=== MATERIAL FOR THIS TASK ===
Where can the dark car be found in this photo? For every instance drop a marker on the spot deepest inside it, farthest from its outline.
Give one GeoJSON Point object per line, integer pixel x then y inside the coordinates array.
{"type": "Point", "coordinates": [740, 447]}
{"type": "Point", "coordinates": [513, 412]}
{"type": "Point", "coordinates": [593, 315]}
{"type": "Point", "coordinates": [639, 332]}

=== EXERCISE OBJECTIVE ===
Retype the listing above in full, with no alterations.

=== SOLVED EXERCISE ===
Where can the dark car be found in this photo? For every instance drop a marker on the spot deepest inside it, farthest from its outline.
Give one GeoJSON Point object per line, integer pixel x then y inside the coordinates array.
{"type": "Point", "coordinates": [740, 447]}
{"type": "Point", "coordinates": [513, 412]}
{"type": "Point", "coordinates": [593, 315]}
{"type": "Point", "coordinates": [639, 332]}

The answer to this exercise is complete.